Point labeling dataset excerpts
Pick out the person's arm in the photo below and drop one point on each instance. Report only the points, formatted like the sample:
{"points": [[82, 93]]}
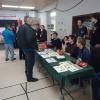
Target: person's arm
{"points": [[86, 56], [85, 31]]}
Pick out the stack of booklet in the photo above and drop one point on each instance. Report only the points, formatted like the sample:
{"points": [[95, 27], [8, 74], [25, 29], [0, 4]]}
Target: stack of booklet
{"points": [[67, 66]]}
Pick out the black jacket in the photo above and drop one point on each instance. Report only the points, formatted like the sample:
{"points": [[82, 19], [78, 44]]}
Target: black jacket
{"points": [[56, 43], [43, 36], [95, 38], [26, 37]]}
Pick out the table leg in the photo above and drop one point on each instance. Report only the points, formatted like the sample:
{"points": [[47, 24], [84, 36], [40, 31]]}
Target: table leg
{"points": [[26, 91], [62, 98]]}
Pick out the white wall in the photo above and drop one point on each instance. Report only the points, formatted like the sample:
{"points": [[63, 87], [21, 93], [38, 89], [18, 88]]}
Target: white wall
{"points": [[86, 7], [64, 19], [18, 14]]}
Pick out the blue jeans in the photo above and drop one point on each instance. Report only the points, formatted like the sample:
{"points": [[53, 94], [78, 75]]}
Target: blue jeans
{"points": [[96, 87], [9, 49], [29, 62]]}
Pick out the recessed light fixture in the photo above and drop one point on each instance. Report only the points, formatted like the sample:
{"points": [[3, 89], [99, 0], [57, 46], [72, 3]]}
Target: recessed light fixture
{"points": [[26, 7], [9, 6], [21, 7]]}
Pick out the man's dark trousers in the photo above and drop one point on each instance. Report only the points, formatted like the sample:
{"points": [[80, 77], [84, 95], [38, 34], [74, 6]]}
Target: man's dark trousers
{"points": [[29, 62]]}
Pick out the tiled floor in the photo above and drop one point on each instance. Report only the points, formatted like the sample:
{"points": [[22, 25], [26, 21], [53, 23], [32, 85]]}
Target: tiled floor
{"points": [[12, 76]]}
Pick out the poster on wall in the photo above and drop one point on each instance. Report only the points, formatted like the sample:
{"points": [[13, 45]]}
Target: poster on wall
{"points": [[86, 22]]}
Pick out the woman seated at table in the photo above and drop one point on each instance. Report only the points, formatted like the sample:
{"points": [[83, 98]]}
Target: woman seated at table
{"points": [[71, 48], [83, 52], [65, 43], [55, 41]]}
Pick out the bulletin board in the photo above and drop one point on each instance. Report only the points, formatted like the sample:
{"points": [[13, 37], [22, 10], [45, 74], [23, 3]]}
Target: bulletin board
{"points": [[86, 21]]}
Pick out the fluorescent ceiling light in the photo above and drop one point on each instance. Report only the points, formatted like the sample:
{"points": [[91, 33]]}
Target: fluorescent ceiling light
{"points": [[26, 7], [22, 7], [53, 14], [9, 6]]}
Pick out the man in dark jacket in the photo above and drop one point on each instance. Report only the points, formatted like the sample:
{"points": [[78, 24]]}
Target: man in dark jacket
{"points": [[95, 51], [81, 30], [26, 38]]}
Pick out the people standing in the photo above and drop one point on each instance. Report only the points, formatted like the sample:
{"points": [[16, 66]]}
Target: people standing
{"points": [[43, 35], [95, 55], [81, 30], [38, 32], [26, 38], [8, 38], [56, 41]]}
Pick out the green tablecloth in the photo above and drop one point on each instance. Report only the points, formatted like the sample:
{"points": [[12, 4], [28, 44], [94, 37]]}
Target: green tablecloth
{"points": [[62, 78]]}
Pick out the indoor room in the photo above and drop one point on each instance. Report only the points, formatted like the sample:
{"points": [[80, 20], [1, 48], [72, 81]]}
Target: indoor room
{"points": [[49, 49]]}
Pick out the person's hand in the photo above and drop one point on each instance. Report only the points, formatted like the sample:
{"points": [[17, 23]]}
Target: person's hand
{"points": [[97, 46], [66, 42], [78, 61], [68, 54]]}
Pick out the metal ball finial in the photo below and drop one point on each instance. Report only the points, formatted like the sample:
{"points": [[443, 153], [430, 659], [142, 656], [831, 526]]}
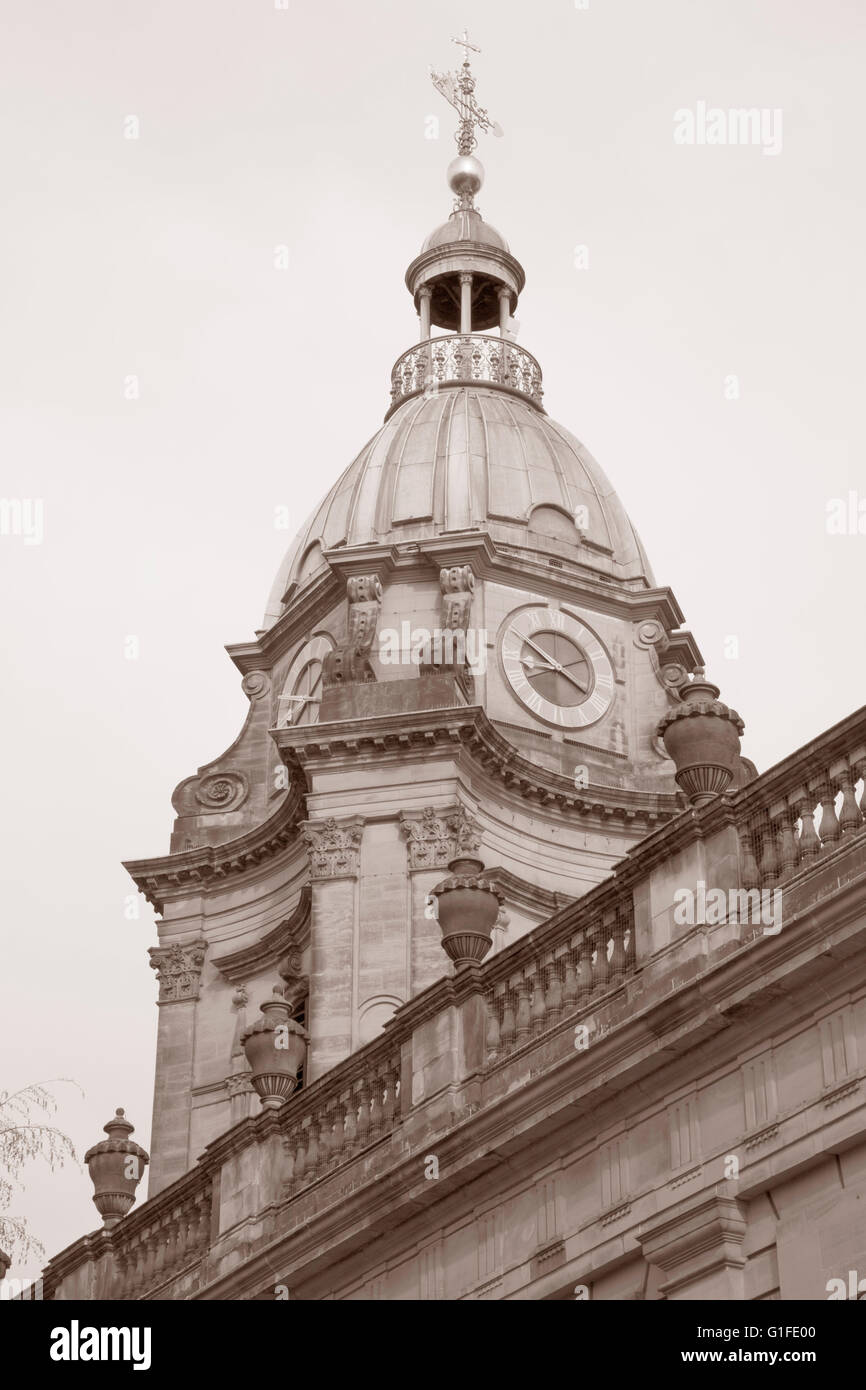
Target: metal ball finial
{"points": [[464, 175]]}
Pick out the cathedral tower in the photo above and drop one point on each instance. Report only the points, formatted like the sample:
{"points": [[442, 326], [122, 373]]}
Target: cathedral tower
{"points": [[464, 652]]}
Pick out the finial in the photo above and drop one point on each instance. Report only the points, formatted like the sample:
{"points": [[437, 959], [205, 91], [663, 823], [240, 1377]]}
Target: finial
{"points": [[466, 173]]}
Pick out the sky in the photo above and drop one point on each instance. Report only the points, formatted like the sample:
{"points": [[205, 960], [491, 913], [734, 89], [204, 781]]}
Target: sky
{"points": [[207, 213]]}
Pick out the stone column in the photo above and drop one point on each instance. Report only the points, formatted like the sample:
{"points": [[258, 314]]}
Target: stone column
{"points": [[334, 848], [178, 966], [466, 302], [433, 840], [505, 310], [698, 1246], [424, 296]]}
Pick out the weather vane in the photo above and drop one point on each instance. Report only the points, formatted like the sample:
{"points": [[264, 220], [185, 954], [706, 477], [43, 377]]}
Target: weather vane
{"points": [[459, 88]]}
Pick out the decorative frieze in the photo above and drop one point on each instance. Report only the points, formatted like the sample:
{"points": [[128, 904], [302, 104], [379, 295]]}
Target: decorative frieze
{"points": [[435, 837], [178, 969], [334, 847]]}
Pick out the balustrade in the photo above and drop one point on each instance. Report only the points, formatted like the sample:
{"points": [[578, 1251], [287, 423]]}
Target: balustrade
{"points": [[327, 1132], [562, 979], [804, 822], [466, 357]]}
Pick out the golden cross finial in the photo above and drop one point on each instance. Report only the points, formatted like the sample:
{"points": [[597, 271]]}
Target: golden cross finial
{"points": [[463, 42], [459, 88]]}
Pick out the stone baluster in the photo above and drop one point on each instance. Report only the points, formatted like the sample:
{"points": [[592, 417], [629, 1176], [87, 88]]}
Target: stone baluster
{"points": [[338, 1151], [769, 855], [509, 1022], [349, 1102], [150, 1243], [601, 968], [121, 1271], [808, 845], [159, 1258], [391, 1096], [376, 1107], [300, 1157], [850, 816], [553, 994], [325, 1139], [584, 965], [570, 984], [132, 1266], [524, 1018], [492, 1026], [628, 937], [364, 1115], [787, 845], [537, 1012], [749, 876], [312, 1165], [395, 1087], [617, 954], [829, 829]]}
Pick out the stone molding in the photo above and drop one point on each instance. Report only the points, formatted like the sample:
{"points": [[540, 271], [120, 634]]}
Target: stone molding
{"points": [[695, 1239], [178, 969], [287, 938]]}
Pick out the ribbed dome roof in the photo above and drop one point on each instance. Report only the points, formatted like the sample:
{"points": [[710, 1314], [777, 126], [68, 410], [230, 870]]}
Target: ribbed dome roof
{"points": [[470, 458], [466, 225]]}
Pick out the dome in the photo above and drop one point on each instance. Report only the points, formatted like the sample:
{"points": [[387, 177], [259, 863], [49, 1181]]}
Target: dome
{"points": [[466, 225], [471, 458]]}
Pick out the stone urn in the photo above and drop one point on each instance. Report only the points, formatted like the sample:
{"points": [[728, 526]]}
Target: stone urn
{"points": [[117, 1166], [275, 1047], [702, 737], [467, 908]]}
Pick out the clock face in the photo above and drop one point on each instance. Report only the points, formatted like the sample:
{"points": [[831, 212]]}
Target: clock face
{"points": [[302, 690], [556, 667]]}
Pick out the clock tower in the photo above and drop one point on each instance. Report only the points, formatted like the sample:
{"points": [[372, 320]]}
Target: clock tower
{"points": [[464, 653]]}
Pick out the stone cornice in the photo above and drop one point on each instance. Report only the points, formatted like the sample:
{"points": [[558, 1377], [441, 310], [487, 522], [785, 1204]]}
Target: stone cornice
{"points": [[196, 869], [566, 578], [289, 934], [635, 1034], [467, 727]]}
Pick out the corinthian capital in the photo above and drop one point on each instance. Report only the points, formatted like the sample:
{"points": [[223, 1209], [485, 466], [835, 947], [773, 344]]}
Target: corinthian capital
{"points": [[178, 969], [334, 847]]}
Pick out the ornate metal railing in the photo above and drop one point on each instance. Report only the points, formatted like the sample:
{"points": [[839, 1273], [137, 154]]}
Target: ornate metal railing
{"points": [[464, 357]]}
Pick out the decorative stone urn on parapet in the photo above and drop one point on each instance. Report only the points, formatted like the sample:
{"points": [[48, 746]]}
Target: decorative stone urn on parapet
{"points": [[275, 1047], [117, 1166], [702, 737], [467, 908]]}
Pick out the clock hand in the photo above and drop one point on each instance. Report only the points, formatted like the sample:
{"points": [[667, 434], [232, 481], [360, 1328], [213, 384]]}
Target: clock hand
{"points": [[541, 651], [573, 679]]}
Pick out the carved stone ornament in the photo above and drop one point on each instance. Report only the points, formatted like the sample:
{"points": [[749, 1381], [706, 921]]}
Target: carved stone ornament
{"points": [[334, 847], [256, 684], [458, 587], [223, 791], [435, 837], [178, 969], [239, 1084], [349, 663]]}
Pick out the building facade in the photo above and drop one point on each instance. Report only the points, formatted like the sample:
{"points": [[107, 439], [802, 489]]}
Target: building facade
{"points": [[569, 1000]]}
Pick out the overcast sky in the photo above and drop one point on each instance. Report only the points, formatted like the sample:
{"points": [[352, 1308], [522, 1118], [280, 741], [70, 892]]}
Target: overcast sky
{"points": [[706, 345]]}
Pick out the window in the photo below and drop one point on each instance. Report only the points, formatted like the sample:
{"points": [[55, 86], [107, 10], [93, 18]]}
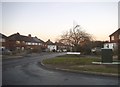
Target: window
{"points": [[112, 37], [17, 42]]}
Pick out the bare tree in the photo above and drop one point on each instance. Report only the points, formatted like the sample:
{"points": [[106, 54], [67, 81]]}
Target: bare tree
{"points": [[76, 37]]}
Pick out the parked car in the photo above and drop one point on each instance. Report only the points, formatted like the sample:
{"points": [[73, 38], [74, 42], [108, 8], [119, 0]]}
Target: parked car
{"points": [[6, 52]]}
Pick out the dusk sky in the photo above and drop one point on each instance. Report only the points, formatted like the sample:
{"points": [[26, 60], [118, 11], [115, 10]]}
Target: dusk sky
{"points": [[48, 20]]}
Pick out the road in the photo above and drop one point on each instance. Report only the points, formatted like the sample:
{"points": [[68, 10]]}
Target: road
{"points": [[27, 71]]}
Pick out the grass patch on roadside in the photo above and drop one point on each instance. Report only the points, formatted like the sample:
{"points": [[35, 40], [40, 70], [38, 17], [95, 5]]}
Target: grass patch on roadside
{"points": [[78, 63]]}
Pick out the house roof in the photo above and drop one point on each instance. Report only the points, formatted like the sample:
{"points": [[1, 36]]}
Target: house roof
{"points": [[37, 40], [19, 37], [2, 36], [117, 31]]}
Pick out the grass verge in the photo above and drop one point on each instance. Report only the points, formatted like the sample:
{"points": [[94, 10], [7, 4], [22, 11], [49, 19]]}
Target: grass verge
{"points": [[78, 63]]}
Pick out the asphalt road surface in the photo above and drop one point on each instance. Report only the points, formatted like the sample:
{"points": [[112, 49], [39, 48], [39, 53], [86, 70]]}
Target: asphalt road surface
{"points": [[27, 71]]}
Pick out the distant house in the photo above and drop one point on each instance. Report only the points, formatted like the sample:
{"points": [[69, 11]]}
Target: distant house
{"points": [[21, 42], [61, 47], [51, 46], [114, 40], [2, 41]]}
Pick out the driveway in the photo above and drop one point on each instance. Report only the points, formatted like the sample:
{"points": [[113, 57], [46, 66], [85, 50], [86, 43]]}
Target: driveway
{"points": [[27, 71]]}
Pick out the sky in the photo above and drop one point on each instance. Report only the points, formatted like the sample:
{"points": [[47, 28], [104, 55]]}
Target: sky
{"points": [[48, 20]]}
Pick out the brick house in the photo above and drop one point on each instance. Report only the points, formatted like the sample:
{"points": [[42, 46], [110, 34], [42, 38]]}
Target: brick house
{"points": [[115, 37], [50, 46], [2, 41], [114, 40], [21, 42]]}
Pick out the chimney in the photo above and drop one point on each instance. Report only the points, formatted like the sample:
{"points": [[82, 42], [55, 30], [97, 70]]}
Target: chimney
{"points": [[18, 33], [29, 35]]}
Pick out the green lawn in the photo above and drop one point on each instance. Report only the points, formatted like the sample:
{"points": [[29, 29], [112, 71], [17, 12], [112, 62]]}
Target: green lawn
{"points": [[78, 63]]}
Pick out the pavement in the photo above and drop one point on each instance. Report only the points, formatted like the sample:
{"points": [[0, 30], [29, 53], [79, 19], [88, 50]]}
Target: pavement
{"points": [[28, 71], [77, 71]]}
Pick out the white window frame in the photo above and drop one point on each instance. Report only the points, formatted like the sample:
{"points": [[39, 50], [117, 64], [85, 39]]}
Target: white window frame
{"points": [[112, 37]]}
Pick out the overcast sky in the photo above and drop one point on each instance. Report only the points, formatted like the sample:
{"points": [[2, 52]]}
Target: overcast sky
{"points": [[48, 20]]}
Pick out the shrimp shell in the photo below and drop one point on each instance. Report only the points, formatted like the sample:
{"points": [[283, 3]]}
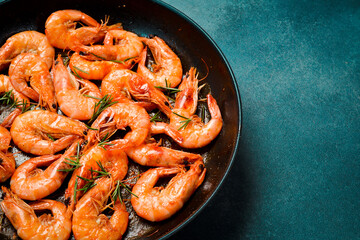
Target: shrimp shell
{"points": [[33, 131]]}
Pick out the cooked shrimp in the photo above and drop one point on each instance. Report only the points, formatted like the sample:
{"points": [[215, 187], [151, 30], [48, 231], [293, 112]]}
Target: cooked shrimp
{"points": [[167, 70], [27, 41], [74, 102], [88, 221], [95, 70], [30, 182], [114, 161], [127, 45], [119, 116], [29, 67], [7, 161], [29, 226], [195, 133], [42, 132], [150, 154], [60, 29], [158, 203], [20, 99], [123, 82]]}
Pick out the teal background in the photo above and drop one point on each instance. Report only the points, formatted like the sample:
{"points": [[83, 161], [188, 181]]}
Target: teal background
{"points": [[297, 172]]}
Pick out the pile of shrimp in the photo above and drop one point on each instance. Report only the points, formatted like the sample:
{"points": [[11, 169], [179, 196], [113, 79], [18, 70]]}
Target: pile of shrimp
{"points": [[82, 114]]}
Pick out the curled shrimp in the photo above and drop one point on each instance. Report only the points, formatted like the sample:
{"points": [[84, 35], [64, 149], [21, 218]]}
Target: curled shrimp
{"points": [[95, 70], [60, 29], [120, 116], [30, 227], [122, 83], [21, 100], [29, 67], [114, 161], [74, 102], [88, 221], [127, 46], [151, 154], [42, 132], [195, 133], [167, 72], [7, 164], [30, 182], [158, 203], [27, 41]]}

EXERCISE TASK
Give back, unchanged, every line from the one with "Pick out the teal" to the end of the entries above.

THE OUTPUT
Pick out the teal background in the photo above and drop one point on each instance. Report only the points, formatted like the sample:
{"points": [[83, 161], [188, 181]]}
Target: teal background
{"points": [[297, 172]]}
Pick out the pile of shrimp in the photo above and drop one point on each instance. Report only the points, formatted like the sample:
{"points": [[11, 169], [179, 196], [113, 79], [18, 70]]}
Target: pile of shrimp
{"points": [[82, 114]]}
Pick out the curled shrimp in the photo above and drop one point on each instance. Report only the points, formatted like the sample:
{"points": [[84, 35], [64, 149], [21, 218]]}
Target: curled shrimp
{"points": [[95, 70], [60, 29], [120, 116], [30, 227], [122, 83], [21, 100], [29, 67], [114, 161], [74, 102], [88, 221], [127, 46], [151, 154], [42, 132], [195, 133], [167, 72], [7, 164], [30, 182], [158, 203], [27, 41]]}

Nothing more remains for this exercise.